[Object position labeling entries]
▬▬▬▬▬▬
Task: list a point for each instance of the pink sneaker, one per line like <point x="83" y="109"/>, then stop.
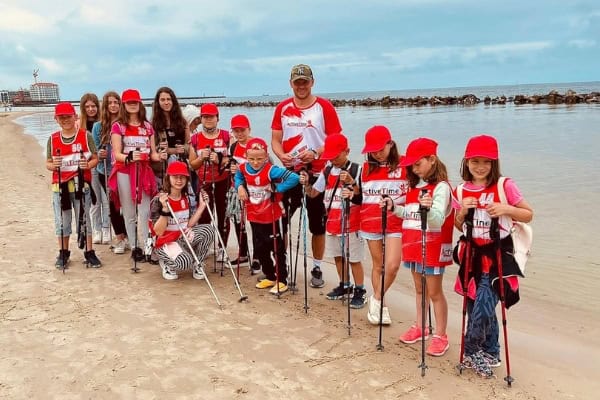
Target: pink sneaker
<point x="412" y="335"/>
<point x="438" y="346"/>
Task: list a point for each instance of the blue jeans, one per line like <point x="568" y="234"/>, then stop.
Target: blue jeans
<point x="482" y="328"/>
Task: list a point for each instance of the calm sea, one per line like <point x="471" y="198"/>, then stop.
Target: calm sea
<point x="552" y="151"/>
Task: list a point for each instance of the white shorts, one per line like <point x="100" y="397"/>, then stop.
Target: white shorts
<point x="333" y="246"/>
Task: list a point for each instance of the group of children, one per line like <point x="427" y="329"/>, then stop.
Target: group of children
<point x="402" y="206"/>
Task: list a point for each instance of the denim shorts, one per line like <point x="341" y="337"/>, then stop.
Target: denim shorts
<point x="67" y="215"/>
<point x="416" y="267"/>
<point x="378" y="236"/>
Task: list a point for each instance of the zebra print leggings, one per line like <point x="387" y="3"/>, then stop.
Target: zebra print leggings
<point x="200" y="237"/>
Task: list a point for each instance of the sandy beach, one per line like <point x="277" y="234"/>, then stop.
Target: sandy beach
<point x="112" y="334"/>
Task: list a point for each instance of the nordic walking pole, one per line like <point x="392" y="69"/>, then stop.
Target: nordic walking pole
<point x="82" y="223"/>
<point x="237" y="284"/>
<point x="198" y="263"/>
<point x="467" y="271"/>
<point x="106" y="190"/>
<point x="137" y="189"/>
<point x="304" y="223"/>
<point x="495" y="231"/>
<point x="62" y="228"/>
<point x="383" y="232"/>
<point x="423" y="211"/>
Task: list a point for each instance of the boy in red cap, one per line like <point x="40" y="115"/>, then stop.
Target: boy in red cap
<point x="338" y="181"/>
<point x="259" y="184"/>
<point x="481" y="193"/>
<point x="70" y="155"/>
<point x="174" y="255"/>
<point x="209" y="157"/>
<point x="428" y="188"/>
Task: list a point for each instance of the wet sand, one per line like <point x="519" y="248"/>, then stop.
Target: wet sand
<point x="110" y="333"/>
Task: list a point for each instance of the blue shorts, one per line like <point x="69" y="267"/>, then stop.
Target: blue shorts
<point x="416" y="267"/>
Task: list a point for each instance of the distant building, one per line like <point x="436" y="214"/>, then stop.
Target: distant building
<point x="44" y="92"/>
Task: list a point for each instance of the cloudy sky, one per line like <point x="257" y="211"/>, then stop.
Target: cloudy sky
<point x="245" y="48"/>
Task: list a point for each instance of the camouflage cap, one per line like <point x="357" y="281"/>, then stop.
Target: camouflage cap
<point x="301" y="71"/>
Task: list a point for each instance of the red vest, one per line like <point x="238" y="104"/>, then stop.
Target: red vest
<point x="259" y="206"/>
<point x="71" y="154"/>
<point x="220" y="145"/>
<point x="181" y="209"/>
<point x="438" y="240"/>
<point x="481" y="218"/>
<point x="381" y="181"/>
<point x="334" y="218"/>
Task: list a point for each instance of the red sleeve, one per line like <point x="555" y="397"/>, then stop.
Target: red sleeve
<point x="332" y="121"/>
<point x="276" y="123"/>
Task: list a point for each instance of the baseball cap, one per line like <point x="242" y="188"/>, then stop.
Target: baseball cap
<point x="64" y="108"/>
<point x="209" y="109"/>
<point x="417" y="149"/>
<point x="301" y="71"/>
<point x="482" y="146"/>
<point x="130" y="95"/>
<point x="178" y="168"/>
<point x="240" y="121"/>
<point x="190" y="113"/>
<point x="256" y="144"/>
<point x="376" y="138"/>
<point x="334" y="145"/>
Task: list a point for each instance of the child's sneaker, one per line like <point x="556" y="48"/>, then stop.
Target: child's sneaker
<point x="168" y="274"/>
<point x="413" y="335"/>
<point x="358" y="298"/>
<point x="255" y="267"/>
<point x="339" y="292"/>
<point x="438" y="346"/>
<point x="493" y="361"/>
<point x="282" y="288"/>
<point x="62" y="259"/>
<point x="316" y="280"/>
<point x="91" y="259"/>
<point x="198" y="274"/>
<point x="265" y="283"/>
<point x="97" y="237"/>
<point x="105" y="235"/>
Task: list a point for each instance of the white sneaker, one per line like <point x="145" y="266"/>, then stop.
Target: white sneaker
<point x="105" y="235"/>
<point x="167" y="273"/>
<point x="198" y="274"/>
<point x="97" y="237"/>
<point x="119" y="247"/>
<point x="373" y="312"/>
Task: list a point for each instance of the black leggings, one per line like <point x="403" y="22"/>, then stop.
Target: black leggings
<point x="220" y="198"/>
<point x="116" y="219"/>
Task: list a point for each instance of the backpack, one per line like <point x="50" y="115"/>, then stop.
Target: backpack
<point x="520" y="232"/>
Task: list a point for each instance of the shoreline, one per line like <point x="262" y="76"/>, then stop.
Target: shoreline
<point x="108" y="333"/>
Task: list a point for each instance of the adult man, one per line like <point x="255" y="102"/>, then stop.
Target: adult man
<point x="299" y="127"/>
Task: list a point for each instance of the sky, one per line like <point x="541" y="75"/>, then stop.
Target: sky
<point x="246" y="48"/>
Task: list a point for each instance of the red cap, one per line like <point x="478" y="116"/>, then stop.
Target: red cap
▬▬▬▬▬▬
(OBJECTIVE):
Can you recast all of the material above as a Markdown table with the columns "Number" and "Line", giving each non-blank line its own row in order, with the pictures left out?

(TASK ANSWER):
| Number | Line |
|---|---|
| 1 | Task: list a point for each instance of the pink sneaker, one per line like <point x="83" y="109"/>, then stop. |
| 2 | Target: pink sneaker |
| 3 | <point x="412" y="335"/> |
| 4 | <point x="438" y="346"/> |
| 5 | Task: list a point for each instance of the blue jeans, one per line like <point x="568" y="234"/>, then stop. |
| 6 | Target: blue jeans |
| 7 | <point x="482" y="328"/> |
| 8 | Task: list a point for each instance of the calm sea, one per line like <point x="471" y="198"/>, then stop. |
| 9 | Target: calm sea |
| 10 | <point x="552" y="151"/> |
| 11 | Task: list a point for each instance of the white shorts, one per line like <point x="100" y="397"/>, then stop. |
| 12 | Target: white shorts |
| 13 | <point x="333" y="246"/> |
| 14 | Task: list a point for each instance of the group of children, one per line like <point x="427" y="329"/>, then stop. |
| 15 | Target: group of children |
| 16 | <point x="402" y="206"/> |
| 17 | Task: list a point for each instance of the denim shorts, one per line like <point x="341" y="337"/>, then stop. |
| 18 | Target: denim shorts |
| 19 | <point x="67" y="215"/> |
| 20 | <point x="416" y="267"/> |
| 21 | <point x="378" y="236"/> |
| 22 | Task: list a point for each instance of the zebra print leggings, one per line like <point x="387" y="3"/>, then stop. |
| 23 | Target: zebra print leggings |
| 24 | <point x="200" y="237"/> |
| 25 | Task: list a point for each instance of the sandy beach, one per line like <point x="277" y="234"/>, then stop. |
| 26 | Target: sandy beach |
| 27 | <point x="112" y="334"/> |
| 28 | Task: list a point for each instance of the nordic walking pole, one per line like <point x="392" y="69"/>, then stop. |
| 29 | Target: nordic walking pole |
| 30 | <point x="82" y="223"/> |
| 31 | <point x="237" y="284"/> |
| 32 | <point x="198" y="263"/> |
| 33 | <point x="467" y="271"/> |
| 34 | <point x="106" y="190"/> |
| 35 | <point x="137" y="189"/> |
| 36 | <point x="304" y="223"/> |
| 37 | <point x="495" y="231"/> |
| 38 | <point x="62" y="228"/> |
| 39 | <point x="383" y="232"/> |
| 40 | <point x="423" y="211"/> |
| 41 | Task: list a point for each instance of the boy in red cap, one per line like <point x="40" y="115"/>, then stop. |
| 42 | Target: boy in red cap |
| 43 | <point x="338" y="181"/> |
| 44 | <point x="259" y="184"/> |
| 45 | <point x="481" y="193"/> |
| 46 | <point x="70" y="155"/> |
| 47 | <point x="174" y="255"/> |
| 48 | <point x="209" y="157"/> |
| 49 | <point x="428" y="188"/> |
| 50 | Task: list a point for each instance of the wet sand, one per line like <point x="519" y="248"/>, then stop. |
| 51 | Target: wet sand |
| 52 | <point x="110" y="333"/> |
| 53 | Task: list a point for each instance of the blue shorts, one per line like <point x="69" y="267"/>, then stop. |
| 54 | Target: blue shorts |
| 55 | <point x="416" y="267"/> |
| 56 | Task: list a point for each instance of the distant building, one per line like <point x="436" y="214"/>, then stop. |
| 57 | Target: distant building |
| 58 | <point x="44" y="92"/> |
| 59 | Task: list a point for each instance of the cloudy sky, one per line like <point x="257" y="211"/>, then stop. |
| 60 | Target: cloudy sky |
| 61 | <point x="245" y="48"/> |
| 62 | Task: list a point for each instance of the camouflage cap, one per line like <point x="357" y="281"/>, then stop. |
| 63 | Target: camouflage cap |
| 64 | <point x="301" y="71"/> |
| 65 | Task: list a point for each instance of the red vest, one per line like <point x="238" y="104"/>, then stop. |
| 66 | Target: red vest |
| 67 | <point x="259" y="206"/> |
| 68 | <point x="71" y="154"/> |
| 69 | <point x="220" y="145"/> |
| 70 | <point x="181" y="209"/> |
| 71 | <point x="438" y="240"/> |
| 72 | <point x="481" y="218"/> |
| 73 | <point x="381" y="181"/> |
| 74 | <point x="334" y="218"/> |
| 75 | Task: list a point for each instance of the red sleeve, one per line like <point x="555" y="397"/>, then stop. |
| 76 | Target: red sleeve |
| 77 | <point x="332" y="121"/> |
| 78 | <point x="276" y="123"/> |
| 79 | Task: list a point for each instance of the baseball cap, one per line like <point x="242" y="188"/>, then stop. |
| 80 | Target: baseball cap |
| 81 | <point x="64" y="108"/> |
| 82 | <point x="209" y="109"/> |
| 83 | <point x="417" y="149"/> |
| 84 | <point x="301" y="71"/> |
| 85 | <point x="482" y="146"/> |
| 86 | <point x="130" y="95"/> |
| 87 | <point x="178" y="168"/> |
| 88 | <point x="240" y="121"/> |
| 89 | <point x="190" y="113"/> |
| 90 | <point x="256" y="144"/> |
| 91 | <point x="376" y="138"/> |
| 92 | <point x="334" y="145"/> |
| 93 | Task: list a point for each instance of the child's sneaker, one per line like <point x="556" y="48"/>, then stop. |
| 94 | Target: child's sneaker |
| 95 | <point x="168" y="274"/> |
| 96 | <point x="413" y="335"/> |
| 97 | <point x="358" y="298"/> |
| 98 | <point x="255" y="267"/> |
| 99 | <point x="339" y="292"/> |
| 100 | <point x="438" y="346"/> |
| 101 | <point x="493" y="361"/> |
| 102 | <point x="282" y="288"/> |
| 103 | <point x="62" y="259"/> |
| 104 | <point x="316" y="280"/> |
| 105 | <point x="91" y="259"/> |
| 106 | <point x="198" y="274"/> |
| 107 | <point x="265" y="283"/> |
| 108 | <point x="97" y="237"/> |
| 109 | <point x="105" y="235"/> |
| 110 | Task: list a point for each instance of the white sneaker, one per line like <point x="145" y="266"/>, then stop. |
| 111 | Target: white sneaker |
| 112 | <point x="105" y="235"/> |
| 113 | <point x="167" y="273"/> |
| 114 | <point x="198" y="274"/> |
| 115 | <point x="97" y="237"/> |
| 116 | <point x="119" y="247"/> |
| 117 | <point x="373" y="312"/> |
| 118 | Task: list a point for each instance of the black leggings, one per line like <point x="403" y="22"/>, then stop. |
| 119 | Target: black leggings |
| 120 | <point x="220" y="198"/> |
| 121 | <point x="116" y="219"/> |
| 122 | Task: list a point for each instance of the backpack, one per line like <point x="50" y="115"/>, then stop. |
| 123 | Target: backpack |
| 124 | <point x="520" y="232"/> |
| 125 | Task: list a point for each instance of the shoreline, one per line like <point x="262" y="76"/>, then stop. |
| 126 | Target: shoreline |
| 127 | <point x="108" y="333"/> |
| 128 | Task: list a point for each instance of the adult man, one per line like <point x="255" y="102"/>, then stop. |
| 129 | Target: adult man |
| 130 | <point x="299" y="127"/> |
| 131 | Task: list a point for each instance of the sky, one per line like <point x="541" y="75"/>, then stop. |
| 132 | Target: sky |
| 133 | <point x="246" y="48"/> |
| 134 | Task: list a point for each instance of the red cap, one per line like <point x="478" y="116"/>, then stop. |
| 135 | Target: red cap |